EXERCISE INSTRUCTIONS — Among the entries below, only the lines starting at the one with "point per instance: seated" and ending at the one with "point per instance: pink petunia", both included, are to be printed exactly.

PROVIDED INFORMATION —

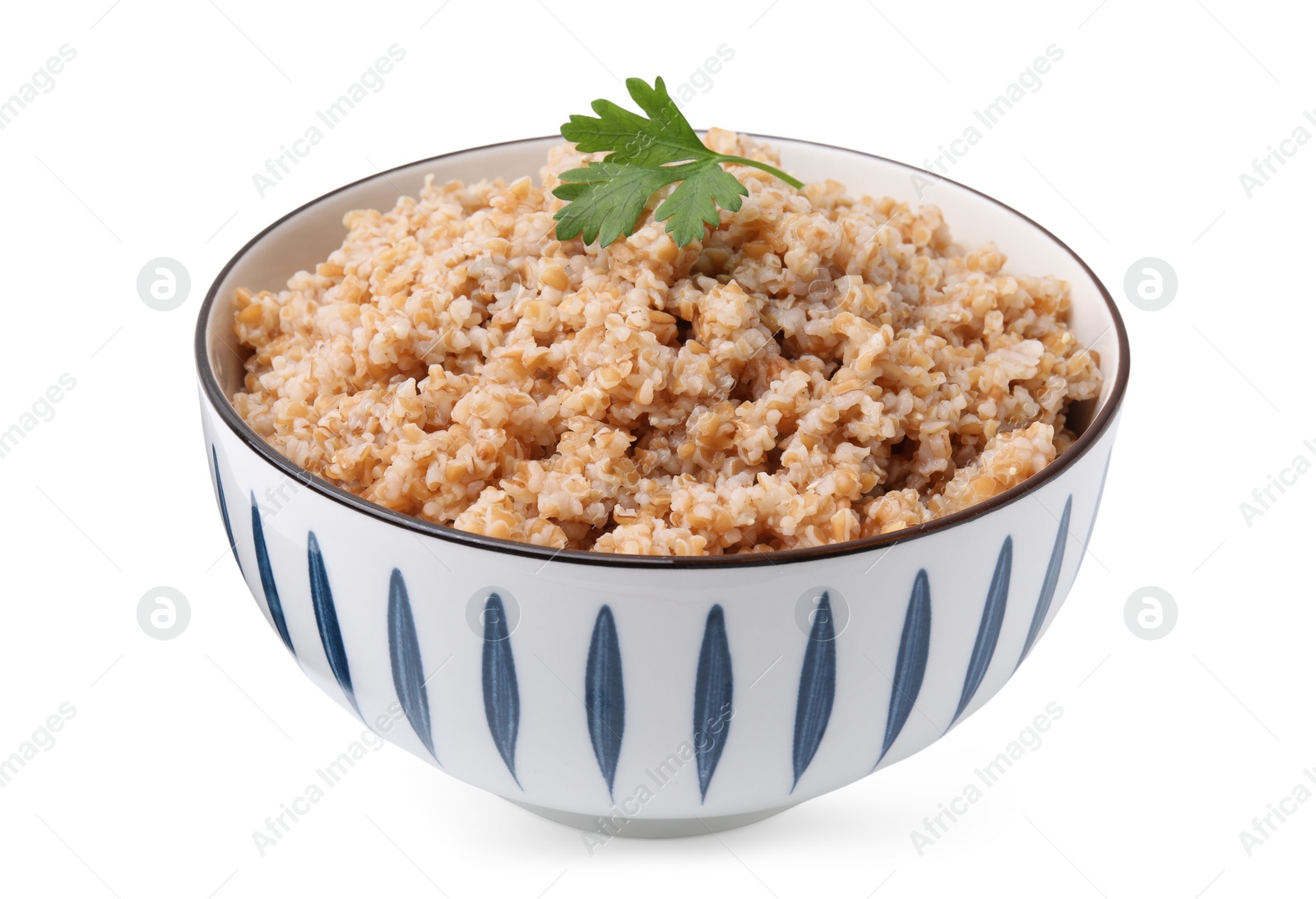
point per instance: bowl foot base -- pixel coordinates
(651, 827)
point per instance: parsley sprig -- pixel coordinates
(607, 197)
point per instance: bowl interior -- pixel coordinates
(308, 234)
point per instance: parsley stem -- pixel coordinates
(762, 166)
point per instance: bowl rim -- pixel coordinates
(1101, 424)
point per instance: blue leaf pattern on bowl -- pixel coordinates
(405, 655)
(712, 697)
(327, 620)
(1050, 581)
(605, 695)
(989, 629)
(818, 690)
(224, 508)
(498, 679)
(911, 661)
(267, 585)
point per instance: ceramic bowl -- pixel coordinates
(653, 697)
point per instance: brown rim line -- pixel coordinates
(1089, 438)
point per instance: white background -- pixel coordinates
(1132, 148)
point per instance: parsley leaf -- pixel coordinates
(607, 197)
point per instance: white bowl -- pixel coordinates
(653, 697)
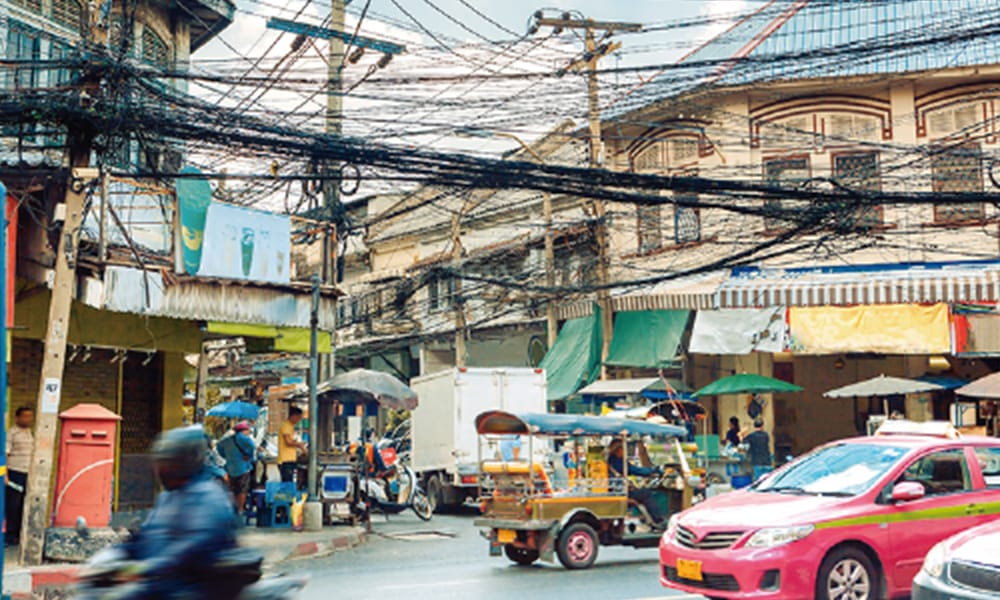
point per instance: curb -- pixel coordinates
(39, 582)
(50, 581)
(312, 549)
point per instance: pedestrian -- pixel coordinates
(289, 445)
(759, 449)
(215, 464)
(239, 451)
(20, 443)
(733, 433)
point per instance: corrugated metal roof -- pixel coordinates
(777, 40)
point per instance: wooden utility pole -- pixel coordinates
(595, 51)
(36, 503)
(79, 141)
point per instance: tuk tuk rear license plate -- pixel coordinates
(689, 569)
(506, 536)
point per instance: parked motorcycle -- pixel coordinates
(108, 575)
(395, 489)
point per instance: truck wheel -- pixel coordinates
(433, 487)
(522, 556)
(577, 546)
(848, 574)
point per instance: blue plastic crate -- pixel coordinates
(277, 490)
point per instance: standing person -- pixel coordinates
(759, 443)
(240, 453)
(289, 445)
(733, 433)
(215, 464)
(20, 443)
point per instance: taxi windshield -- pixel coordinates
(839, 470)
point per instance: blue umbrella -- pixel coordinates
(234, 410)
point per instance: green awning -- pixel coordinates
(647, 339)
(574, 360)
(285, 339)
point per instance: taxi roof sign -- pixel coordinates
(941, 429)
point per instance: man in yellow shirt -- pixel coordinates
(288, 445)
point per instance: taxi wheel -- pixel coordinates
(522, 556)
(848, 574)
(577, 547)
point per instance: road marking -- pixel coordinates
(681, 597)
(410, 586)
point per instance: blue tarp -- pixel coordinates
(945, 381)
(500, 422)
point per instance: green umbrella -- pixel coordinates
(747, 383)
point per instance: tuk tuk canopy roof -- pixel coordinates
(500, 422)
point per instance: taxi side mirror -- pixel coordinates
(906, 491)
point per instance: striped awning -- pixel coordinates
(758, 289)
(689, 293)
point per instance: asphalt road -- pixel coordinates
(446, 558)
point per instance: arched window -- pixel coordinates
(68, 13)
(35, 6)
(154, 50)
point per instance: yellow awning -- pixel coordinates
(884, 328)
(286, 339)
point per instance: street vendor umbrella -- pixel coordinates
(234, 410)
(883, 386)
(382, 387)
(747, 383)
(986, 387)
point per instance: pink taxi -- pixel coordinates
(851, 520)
...
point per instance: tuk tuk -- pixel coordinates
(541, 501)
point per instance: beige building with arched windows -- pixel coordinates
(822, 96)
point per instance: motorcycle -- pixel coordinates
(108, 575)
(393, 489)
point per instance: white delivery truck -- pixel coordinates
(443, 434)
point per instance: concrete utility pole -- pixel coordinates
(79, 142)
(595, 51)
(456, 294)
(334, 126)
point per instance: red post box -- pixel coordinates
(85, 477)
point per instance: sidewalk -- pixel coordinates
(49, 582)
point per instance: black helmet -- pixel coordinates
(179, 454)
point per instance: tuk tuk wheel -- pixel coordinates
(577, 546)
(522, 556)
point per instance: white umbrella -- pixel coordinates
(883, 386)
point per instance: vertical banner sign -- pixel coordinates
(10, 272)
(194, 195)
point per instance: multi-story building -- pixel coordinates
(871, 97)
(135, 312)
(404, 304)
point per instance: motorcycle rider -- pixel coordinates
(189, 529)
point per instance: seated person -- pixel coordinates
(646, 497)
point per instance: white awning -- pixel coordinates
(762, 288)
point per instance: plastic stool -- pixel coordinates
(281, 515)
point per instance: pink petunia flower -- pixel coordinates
---
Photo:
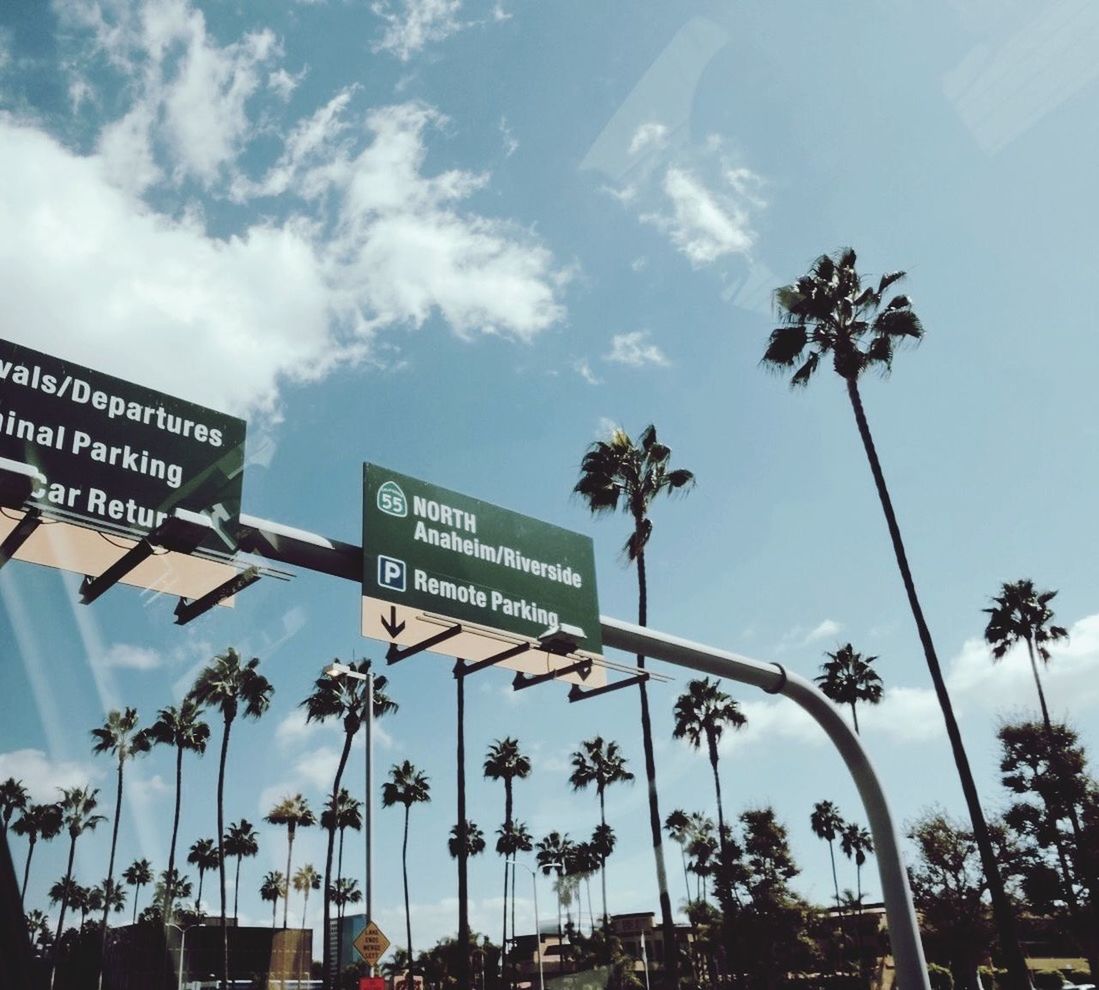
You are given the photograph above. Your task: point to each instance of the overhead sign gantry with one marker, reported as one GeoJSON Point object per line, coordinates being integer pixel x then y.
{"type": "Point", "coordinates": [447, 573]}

SOLUTION TO THIS TASK —
point per instance: seated person -- pixel coordinates
(646, 497)
point per instance: white awning -- pixel coordinates
(762, 288)
point per instance: plastic stool -- pixel coordinates
(281, 515)
point per instance: pink petunia flower -- pixel coordinates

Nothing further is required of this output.